▸ EXERCISE TEXT:
Browser-Local AI on Bitcoin.com AI
Bitcoin.com AI now supports a browser-local model that runs directly on your device instead of on Bitcoin.com AI servers.
The current local model is Qwen2.5 0.5B Instruct (Local). If your browser exposes WebGPU, you can install it once and use it for a set of privacy-sensitive helper tasks inside Bitcoin.com AI.
The browser-local model is now available by default on supported devices, with install and setup flows wired into Bitcoin.com AI.

What this means
Once installed, the local model can be used for:
- Text-only local chat in the browser
- Conversation title generation
- Quick reply suggestions
- Global Memory analysis
- Auto model routing classification
Some of these features run fully locally. Others use the local model only for a helper step.
What runs locally and what does not
There are two broad categories here:
1. Fully local tasks
These can run on-device without sending the relevant text to Bitcoin.com AI for that step:
- Local chat
- Conversation titles
- Quick replies
- Global Memory analysis
For example, if you use the local model for Memory analysis, the chat text being analyzed for memory suggestions stays on your device for that analysis step.
2. Local decision-making for server features
The local model can also help choose what Bitcoin.com AI should do next, without being the final model that answers:
- Auto model routing classification
In that setup, the browser-local model classifies the request locally, then Bitcoin.com AI routes the actual chat request to the selected normal model. So the classification can happen on-device, but the final selected chat model still runs through Bitcoin.com AI as usual.
The current local model
Right now the local model is:
- Qwen2.5 0.5B Instruct (Local)
This is a deliberately small model. That means it's limited in intelligence, but the tasks we're using it for are simple tasks where we care about keeping it local, about low latency.
Current characteristics:
- Runs with WebGPU
- Downloads roughly 400 to 700 MB
- Is stored in the browser cache
- Can be evicted by the browser later
- Has no Bitcoin.com AI billing for the local model itself
That last point only applies to the local model work. If you use local Auto model classification and it routes you into a paid server model, the server model still has its normal pricing.
How to install it
The local model only downloads after you explicitly install it.

▸ ASSIGNED TASK 1:
Answer these questions from the browser-local AI text:
(a) What is the name of the current local model?
(b) Roughly how much data does the local model download?
(c) Where is the local model stored?
▸ ASSIGNED TASK 2: Duplicate the passage of the browser-local AI text from "2. Local decision-making" up to and including "AI as usual.".
Rely solely on the browser-local AI text.

▸ EXERCISE DATA:
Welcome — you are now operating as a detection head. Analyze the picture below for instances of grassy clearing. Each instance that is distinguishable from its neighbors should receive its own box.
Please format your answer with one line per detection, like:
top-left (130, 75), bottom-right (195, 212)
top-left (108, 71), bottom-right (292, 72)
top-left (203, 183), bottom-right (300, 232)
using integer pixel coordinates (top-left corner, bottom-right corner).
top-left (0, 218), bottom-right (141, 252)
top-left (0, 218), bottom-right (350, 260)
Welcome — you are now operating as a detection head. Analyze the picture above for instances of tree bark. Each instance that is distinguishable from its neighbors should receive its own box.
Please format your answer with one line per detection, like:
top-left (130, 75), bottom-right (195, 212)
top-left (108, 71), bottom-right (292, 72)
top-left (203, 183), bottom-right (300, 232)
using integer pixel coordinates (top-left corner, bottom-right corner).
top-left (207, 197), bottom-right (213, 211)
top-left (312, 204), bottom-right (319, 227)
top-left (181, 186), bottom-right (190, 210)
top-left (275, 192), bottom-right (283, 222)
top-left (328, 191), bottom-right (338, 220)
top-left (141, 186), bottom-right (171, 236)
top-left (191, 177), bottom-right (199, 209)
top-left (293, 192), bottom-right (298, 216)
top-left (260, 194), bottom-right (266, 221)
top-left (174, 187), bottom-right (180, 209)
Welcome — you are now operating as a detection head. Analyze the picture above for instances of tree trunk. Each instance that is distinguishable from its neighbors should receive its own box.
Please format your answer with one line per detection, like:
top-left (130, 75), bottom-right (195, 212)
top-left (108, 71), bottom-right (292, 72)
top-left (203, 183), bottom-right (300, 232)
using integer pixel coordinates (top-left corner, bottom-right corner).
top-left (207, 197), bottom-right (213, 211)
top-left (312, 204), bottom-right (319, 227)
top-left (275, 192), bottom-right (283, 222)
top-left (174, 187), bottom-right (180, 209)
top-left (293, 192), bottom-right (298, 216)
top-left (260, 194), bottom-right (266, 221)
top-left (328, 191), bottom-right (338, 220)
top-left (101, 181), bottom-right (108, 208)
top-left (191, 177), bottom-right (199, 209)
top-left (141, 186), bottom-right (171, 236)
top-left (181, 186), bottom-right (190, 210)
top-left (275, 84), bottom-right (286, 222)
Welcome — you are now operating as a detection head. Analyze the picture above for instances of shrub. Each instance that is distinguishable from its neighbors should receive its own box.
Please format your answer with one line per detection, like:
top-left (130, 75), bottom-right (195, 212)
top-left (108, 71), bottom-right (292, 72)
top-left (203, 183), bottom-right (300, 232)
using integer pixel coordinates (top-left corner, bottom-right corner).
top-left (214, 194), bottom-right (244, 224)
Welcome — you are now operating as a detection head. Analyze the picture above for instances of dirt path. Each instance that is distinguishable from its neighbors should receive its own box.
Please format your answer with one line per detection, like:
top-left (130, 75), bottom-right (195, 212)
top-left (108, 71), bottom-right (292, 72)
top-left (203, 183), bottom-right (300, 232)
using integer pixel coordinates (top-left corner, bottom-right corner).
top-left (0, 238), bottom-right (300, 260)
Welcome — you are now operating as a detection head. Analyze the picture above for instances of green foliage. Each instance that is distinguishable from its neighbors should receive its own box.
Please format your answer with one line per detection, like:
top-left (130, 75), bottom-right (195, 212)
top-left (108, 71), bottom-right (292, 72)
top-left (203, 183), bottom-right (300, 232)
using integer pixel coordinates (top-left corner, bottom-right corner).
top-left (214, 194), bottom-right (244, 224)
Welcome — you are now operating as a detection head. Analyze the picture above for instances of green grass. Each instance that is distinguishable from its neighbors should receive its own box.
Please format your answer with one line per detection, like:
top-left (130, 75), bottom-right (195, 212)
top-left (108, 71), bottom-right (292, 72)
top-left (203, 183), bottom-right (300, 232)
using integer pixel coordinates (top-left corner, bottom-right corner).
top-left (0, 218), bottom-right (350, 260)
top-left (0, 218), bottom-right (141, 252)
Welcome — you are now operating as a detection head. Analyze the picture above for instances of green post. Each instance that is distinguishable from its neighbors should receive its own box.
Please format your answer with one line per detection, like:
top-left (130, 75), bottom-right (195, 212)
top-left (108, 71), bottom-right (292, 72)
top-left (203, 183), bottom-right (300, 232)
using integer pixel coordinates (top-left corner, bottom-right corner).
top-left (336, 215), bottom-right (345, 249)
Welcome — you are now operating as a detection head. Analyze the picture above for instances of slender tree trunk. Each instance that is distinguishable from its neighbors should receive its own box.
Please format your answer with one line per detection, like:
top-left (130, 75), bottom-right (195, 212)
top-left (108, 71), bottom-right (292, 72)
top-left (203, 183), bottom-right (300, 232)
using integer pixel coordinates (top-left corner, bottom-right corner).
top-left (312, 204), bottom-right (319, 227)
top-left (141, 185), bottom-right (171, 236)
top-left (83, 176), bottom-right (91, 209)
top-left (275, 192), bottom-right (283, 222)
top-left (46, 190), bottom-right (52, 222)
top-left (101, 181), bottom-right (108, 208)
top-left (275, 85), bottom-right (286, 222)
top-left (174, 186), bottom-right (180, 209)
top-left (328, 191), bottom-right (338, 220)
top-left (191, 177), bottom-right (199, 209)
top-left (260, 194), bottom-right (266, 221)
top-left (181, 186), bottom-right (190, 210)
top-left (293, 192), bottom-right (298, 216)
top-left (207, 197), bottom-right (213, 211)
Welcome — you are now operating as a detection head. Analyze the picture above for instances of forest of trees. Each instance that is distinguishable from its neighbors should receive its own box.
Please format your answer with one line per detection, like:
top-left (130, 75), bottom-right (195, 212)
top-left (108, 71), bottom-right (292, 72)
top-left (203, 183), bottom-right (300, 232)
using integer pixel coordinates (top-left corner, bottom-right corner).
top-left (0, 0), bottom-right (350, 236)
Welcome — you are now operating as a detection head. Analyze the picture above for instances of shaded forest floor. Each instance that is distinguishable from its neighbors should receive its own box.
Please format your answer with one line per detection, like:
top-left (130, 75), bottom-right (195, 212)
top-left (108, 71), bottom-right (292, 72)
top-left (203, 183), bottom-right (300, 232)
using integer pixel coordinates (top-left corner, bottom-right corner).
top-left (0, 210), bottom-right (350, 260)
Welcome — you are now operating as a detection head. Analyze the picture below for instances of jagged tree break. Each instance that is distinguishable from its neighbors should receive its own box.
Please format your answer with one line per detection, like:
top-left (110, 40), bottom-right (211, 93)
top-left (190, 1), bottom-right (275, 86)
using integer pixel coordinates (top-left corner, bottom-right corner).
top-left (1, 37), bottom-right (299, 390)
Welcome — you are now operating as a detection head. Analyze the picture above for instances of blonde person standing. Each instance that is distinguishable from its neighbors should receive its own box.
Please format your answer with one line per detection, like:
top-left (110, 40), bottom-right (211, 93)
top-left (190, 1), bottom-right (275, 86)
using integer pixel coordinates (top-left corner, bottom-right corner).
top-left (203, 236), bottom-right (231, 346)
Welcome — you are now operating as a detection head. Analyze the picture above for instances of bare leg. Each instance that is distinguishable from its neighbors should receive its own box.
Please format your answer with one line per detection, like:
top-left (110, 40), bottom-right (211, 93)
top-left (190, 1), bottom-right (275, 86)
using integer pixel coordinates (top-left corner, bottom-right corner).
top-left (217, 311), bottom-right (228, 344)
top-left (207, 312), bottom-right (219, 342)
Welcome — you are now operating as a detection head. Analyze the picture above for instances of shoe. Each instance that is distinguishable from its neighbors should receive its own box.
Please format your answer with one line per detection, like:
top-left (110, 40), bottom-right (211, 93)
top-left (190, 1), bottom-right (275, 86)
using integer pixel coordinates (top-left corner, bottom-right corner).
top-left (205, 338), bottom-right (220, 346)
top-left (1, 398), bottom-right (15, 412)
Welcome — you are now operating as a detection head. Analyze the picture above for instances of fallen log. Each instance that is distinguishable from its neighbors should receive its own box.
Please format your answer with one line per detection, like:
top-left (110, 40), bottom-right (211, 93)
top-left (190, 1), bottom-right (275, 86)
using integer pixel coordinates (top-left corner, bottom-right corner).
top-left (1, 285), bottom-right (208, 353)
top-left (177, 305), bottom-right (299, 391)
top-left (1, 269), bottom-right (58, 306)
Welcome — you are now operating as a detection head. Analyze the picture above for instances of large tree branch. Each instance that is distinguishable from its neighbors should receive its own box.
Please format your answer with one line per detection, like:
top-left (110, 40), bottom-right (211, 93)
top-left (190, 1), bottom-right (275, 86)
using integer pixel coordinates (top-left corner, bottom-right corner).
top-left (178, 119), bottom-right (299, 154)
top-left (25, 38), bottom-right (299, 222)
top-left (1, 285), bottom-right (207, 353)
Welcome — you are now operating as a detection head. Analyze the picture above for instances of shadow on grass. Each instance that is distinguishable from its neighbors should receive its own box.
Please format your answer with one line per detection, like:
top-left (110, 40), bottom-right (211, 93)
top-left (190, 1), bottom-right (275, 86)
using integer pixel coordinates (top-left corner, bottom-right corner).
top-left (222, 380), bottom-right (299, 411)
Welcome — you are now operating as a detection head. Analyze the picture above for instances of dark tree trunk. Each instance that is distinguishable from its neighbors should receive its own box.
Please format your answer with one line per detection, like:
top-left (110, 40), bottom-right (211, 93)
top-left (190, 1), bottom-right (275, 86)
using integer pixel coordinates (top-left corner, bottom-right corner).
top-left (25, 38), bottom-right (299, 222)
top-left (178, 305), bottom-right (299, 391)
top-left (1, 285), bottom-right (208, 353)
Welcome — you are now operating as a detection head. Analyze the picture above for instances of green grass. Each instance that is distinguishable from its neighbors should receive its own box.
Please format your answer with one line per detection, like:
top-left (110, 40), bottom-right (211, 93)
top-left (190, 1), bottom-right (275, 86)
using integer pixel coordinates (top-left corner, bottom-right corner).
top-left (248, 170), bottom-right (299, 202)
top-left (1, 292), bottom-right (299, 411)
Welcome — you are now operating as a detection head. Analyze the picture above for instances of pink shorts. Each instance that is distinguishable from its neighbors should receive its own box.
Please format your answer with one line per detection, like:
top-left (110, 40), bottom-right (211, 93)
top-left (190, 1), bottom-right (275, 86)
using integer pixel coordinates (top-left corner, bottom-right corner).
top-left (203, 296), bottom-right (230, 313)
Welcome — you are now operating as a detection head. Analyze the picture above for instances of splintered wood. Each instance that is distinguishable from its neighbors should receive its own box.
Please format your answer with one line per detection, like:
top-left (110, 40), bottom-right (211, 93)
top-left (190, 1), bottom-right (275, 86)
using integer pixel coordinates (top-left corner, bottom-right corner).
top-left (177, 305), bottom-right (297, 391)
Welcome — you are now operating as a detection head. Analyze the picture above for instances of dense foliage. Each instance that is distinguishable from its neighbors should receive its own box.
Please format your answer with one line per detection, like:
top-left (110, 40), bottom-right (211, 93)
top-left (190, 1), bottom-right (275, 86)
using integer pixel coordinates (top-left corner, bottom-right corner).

▸ REPLY 1:
(a) Qwen2.5 0.5B Instruct (Local)
(b) Roughly 400 to 700 MB
(c) In the browser cache

▸ REPLY 2:
2. Local decision-making for server features
The local model can also help choose what Bitcoin.com AI should do next, without being the final model that answers:
- Auto model routing classification
In that setup, the browser-local model classifies the request locally, then Bitcoin.com AI routes the actual chat request to the selected normal model. So the classification can happen on-device, but the final selected chat model still runs through Bitcoin.com AI as usual.